• Texte présenté:
* * * * * * * * *

J’adresse aussi un second appel: que tout malade, quelle que soit l’affection qui l’atteint, soit entouré de soins avec amour et sans aucune discrimination. La qualité morale d’une société se mesure au respect qu’elle sait porter indéfectiblement à toute vie, à toute souffrance. N’est-ce pas face aux êtres les plus affaiblis que s’applique d’abord le commandement de l’amour fraternel? N’est-ce pas là une exigence qui s’impose particulièrement à tout responsable fidèle à la foi en Dieu qui est amour?

6. Chers amis, en évoquant avec vous le souci de consolider l’unité de la nation, la nécessité d’agir en vue du bien commun, les dimensions de la fonction éducative, l’action pour la santé, j’ai rappelé quelques unes des voies sur lesquelles vous avez à traduire en actes le message de la Parole de Dieu, comme l’a dit votre porte-parole. Cela peut se résumer par une phrase du Concile Vatican II dans le document sur l’apostolat des laïcs: «La mission de l’Eglise n’est pas seulement d’apporter aux hommes le message du Christ et sa grâce, mais aussi de pénétrer et de parfaire par l’esprit évangélique l’ordre temporel»[2].

Pour remplir votre mission de cadres chrétiens, vous devez suivre l’exemple du Maître qui dit à ses disciples: «Je suis au milieu de vous comme celui qui sert». Si vous avez reçu une formation de haut niveau, si vous avez accédé à un certain pouvoir, c’est pour vous rendre aptes au service de vos compatriotes. Cela crée pour vous des devoirs exigeants, cela vous appelle à un réel désintéressement. C’est à ce prix que vous serez, dans l’accomplissement actif et dévoué de vos tâches, des disciples du Christ.

* * * * * * * * *

• Données affichées:
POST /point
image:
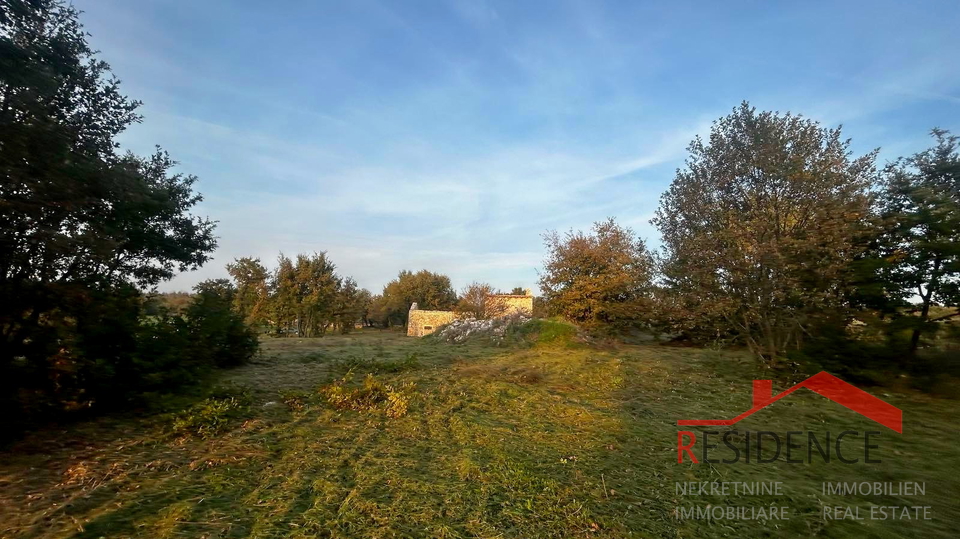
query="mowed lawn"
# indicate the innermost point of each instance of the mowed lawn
(531, 439)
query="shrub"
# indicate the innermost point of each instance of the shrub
(212, 415)
(372, 395)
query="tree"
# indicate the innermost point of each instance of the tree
(920, 206)
(252, 297)
(78, 220)
(351, 305)
(761, 226)
(429, 290)
(479, 301)
(600, 279)
(218, 334)
(317, 286)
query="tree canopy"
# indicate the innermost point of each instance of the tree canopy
(597, 279)
(761, 225)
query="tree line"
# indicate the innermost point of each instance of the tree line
(306, 297)
(85, 231)
(774, 235)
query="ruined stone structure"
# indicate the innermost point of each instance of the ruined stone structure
(510, 304)
(421, 323)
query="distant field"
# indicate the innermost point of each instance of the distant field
(536, 439)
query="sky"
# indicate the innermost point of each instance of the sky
(450, 135)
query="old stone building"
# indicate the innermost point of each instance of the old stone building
(421, 322)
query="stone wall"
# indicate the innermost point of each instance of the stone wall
(508, 304)
(421, 323)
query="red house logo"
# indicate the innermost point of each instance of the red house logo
(829, 386)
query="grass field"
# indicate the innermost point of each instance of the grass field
(542, 438)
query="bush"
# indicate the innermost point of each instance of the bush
(110, 346)
(371, 396)
(212, 415)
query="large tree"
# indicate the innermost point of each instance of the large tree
(920, 249)
(77, 217)
(479, 301)
(599, 279)
(252, 282)
(761, 225)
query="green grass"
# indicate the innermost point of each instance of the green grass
(546, 437)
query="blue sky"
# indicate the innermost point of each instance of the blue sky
(450, 135)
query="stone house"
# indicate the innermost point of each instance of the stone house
(421, 322)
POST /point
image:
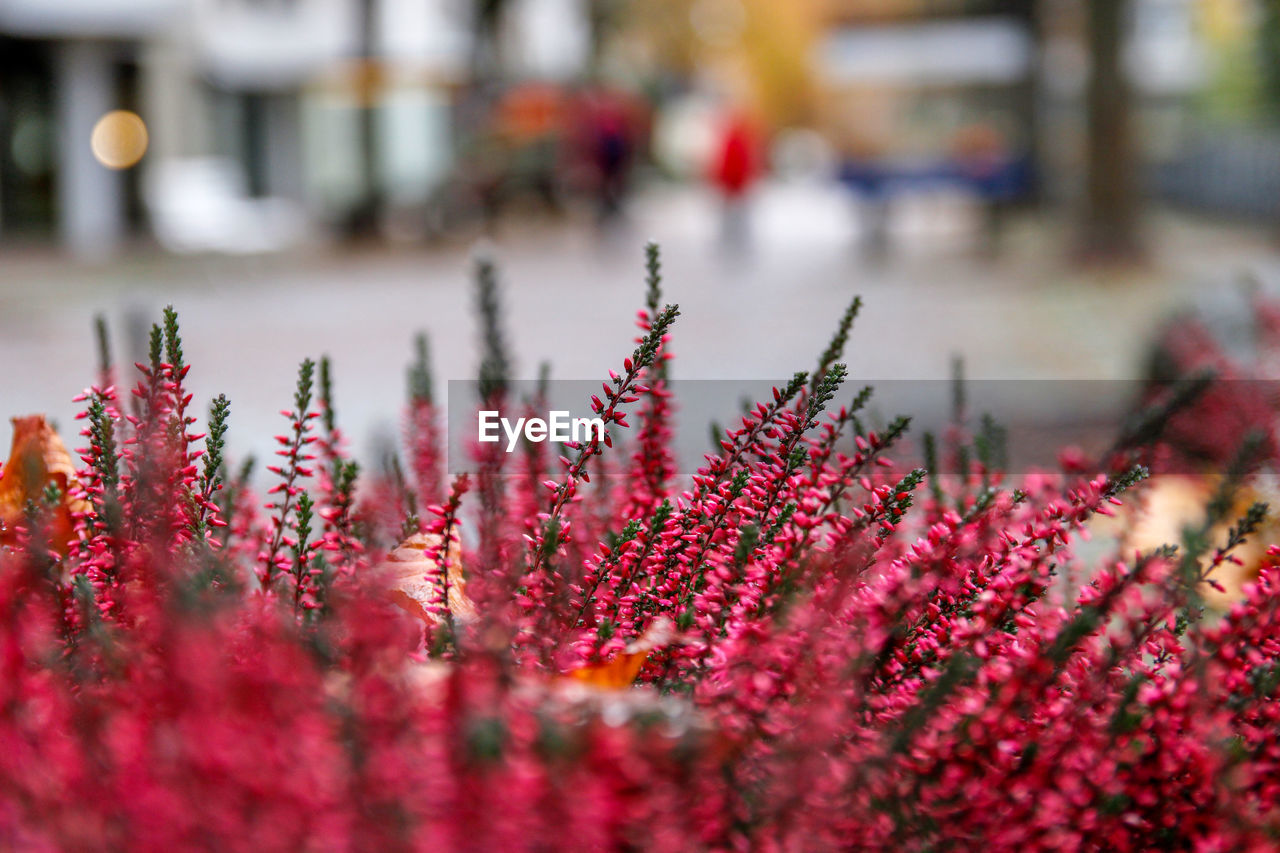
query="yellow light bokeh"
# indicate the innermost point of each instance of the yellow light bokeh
(119, 140)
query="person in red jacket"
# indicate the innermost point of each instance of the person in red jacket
(735, 165)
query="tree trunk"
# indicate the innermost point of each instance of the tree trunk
(1110, 228)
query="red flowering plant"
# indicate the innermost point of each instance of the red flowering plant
(798, 647)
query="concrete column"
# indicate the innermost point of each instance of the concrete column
(90, 196)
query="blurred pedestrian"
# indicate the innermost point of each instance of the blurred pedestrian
(735, 167)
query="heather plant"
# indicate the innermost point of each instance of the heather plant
(801, 646)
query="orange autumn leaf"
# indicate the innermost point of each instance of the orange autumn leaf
(37, 459)
(622, 670)
(414, 578)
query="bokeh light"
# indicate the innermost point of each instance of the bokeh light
(119, 140)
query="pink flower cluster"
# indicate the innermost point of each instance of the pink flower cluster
(818, 648)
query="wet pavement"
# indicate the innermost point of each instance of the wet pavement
(571, 292)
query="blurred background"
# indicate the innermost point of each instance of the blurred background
(1032, 185)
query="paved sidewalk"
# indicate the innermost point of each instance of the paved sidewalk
(571, 293)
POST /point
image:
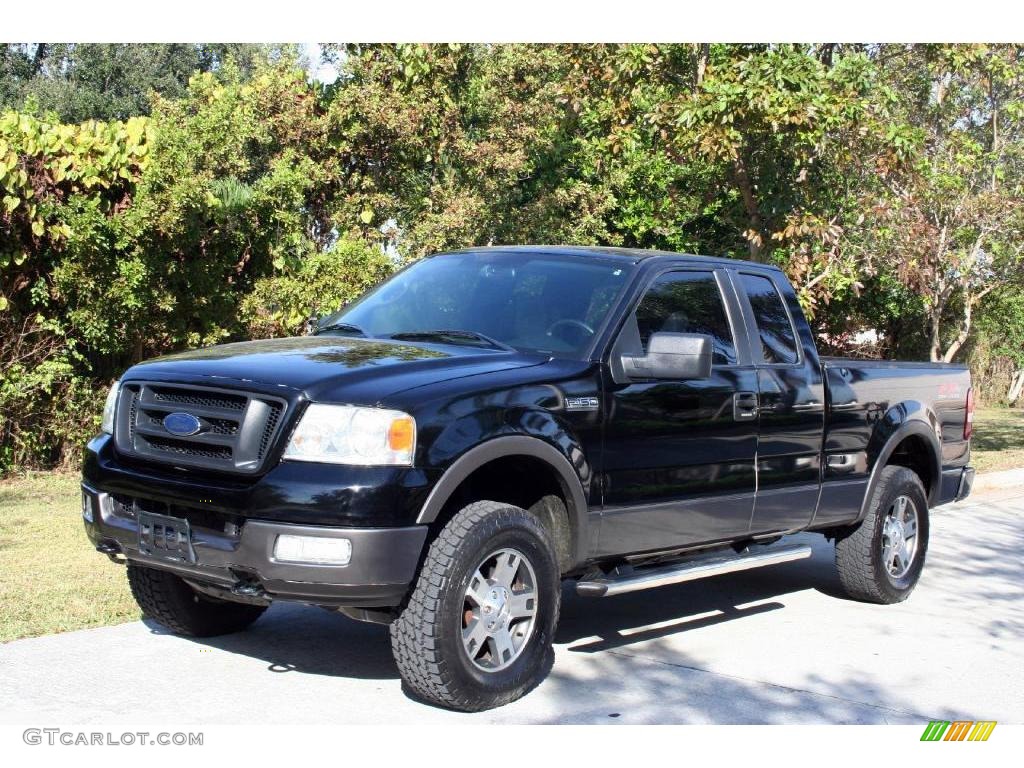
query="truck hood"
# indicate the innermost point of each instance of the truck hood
(332, 368)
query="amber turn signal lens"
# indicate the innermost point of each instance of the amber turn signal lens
(401, 434)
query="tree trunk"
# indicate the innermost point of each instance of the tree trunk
(1016, 387)
(704, 53)
(745, 185)
(935, 323)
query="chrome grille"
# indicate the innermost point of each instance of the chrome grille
(237, 429)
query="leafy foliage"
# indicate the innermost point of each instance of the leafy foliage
(226, 197)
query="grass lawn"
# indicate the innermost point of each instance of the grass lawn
(998, 438)
(51, 579)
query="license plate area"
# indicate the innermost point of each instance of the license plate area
(165, 537)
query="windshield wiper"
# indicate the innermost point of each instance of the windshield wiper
(350, 327)
(450, 335)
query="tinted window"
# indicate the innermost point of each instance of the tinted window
(532, 302)
(688, 303)
(778, 344)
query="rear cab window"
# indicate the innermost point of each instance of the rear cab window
(777, 340)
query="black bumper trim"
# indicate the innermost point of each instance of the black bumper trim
(382, 567)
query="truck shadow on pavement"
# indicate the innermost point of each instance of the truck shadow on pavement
(305, 639)
(300, 638)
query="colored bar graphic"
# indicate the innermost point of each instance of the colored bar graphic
(958, 730)
(982, 730)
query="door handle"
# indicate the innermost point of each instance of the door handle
(744, 406)
(812, 406)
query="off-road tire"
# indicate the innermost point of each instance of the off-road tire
(167, 599)
(426, 637)
(858, 549)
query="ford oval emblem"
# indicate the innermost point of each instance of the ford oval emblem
(181, 424)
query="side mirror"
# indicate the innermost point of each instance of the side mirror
(672, 355)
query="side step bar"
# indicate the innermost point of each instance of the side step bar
(687, 571)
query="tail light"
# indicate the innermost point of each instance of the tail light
(969, 416)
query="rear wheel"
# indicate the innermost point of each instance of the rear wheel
(880, 560)
(476, 632)
(168, 599)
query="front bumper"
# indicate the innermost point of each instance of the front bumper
(240, 558)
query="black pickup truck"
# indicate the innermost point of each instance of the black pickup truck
(441, 454)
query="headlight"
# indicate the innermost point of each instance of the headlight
(109, 408)
(346, 434)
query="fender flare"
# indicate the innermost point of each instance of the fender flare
(916, 427)
(500, 448)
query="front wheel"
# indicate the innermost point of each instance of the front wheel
(880, 560)
(477, 630)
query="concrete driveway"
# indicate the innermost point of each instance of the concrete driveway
(773, 645)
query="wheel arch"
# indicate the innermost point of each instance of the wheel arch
(527, 449)
(913, 444)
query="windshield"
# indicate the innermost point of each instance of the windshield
(537, 303)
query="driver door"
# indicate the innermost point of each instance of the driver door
(678, 464)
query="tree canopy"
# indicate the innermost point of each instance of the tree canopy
(159, 197)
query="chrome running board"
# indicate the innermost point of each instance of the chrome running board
(687, 571)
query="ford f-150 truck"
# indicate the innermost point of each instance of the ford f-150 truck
(443, 453)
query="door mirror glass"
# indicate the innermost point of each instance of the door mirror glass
(672, 355)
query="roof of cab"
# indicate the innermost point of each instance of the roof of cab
(631, 255)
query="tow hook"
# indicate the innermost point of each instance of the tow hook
(249, 589)
(113, 550)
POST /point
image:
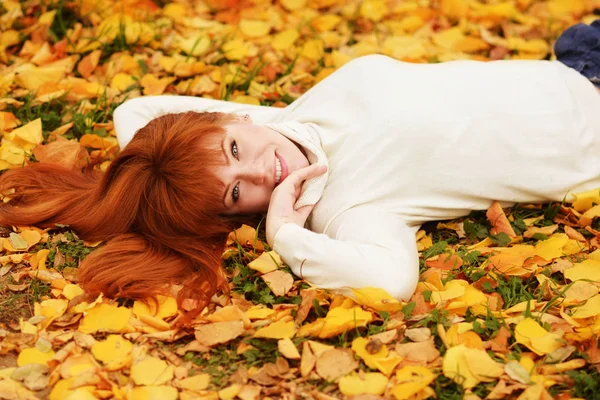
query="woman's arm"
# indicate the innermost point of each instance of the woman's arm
(363, 247)
(136, 113)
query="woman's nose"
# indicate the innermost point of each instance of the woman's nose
(255, 173)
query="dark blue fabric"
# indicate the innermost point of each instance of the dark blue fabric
(579, 48)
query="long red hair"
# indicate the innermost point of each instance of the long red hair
(156, 206)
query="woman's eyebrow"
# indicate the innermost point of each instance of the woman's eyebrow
(228, 162)
(225, 153)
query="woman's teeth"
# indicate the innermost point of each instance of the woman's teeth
(278, 170)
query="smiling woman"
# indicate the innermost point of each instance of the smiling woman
(256, 160)
(369, 154)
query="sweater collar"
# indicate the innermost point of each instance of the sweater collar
(307, 136)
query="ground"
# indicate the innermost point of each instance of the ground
(507, 304)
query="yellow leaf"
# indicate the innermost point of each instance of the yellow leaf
(552, 247)
(453, 289)
(31, 79)
(411, 380)
(154, 86)
(11, 389)
(585, 200)
(448, 38)
(454, 8)
(235, 49)
(593, 212)
(292, 5)
(70, 291)
(560, 8)
(266, 262)
(374, 10)
(288, 349)
(167, 307)
(243, 99)
(112, 351)
(529, 333)
(370, 383)
(581, 291)
(591, 308)
(9, 37)
(195, 383)
(377, 299)
(313, 49)
(337, 321)
(369, 351)
(285, 39)
(529, 46)
(254, 28)
(587, 269)
(153, 393)
(105, 318)
(327, 22)
(52, 308)
(31, 132)
(151, 371)
(277, 330)
(175, 10)
(97, 142)
(31, 355)
(230, 392)
(230, 313)
(259, 312)
(122, 81)
(456, 366)
(195, 45)
(219, 332)
(481, 364)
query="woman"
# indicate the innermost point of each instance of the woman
(362, 160)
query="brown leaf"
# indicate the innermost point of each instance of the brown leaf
(194, 345)
(17, 288)
(419, 352)
(498, 219)
(280, 282)
(249, 392)
(219, 332)
(500, 342)
(308, 360)
(444, 262)
(385, 337)
(262, 377)
(418, 334)
(307, 302)
(67, 153)
(335, 363)
(573, 234)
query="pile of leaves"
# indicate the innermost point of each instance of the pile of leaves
(508, 302)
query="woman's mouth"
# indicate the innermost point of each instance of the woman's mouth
(281, 170)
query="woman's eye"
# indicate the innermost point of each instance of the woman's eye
(234, 150)
(235, 193)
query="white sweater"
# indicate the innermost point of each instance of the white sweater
(409, 143)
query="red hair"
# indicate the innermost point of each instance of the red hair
(157, 207)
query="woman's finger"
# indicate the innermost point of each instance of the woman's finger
(301, 175)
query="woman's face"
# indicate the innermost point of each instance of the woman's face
(253, 156)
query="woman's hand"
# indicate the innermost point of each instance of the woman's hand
(281, 207)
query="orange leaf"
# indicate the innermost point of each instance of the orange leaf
(498, 219)
(445, 262)
(88, 64)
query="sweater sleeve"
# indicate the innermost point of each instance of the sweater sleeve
(363, 247)
(134, 114)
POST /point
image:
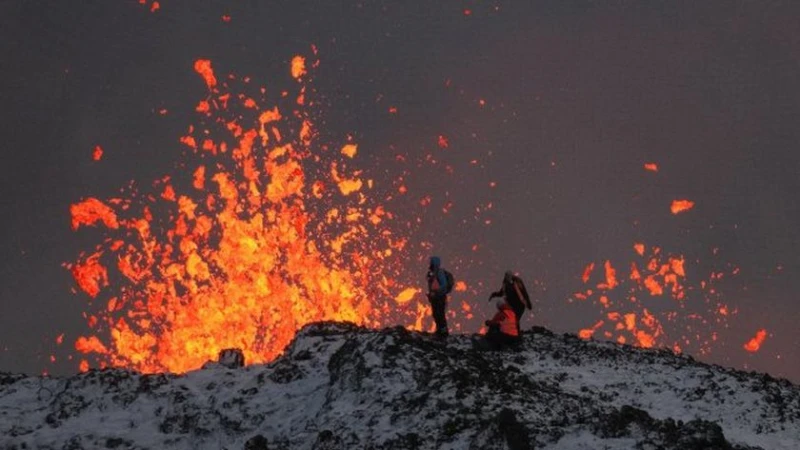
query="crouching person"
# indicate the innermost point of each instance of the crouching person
(503, 328)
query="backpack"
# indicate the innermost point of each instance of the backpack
(450, 281)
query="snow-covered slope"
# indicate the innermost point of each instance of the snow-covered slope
(339, 386)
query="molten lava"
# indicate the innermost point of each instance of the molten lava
(263, 230)
(754, 344)
(654, 297)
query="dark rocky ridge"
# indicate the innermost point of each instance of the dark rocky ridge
(339, 386)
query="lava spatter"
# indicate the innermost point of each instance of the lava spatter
(261, 229)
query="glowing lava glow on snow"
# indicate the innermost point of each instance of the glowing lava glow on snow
(262, 229)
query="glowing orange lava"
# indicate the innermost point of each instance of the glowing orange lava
(679, 206)
(754, 344)
(638, 307)
(264, 230)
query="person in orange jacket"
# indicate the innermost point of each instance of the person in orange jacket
(503, 327)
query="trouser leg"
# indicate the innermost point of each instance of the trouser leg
(518, 312)
(438, 305)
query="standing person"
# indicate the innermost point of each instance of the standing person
(439, 285)
(503, 328)
(515, 294)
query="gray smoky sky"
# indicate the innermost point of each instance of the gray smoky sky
(577, 96)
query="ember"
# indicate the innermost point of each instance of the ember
(264, 231)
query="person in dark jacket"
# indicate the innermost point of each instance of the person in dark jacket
(515, 295)
(437, 294)
(503, 329)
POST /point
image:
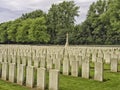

* * * * * * * * *

• Consigne:
Pour chacune des affirmations ci-dessous, indiquez par oui ou par non si elle concorde avec le texte, et citez textuellement les mots qui permettent de trancher.
1. La qualité morale d'une société se mesure à sa prospérité.
2. La phrase du Concile Vatican II provient du document sur l'apostolat des laïcs.
3. Une formation de haut niveau doit rendre apte au service des compatriotes.

• Réponse:
1. Non : « La qualité morale d’une société se mesure au respect qu’elle sait porter indéfectiblement à toute vie, à toute souffrance. »
2. Oui : « une phrase du Concile Vatican II dans le document sur l’apostolat des laïcs »
3. Oui : « Si vous avez reçu une formation de haut niveau, si vous avez accédé à un certain pouvoir, c’est pour vous rendre aptes au service de vos compatriotes. »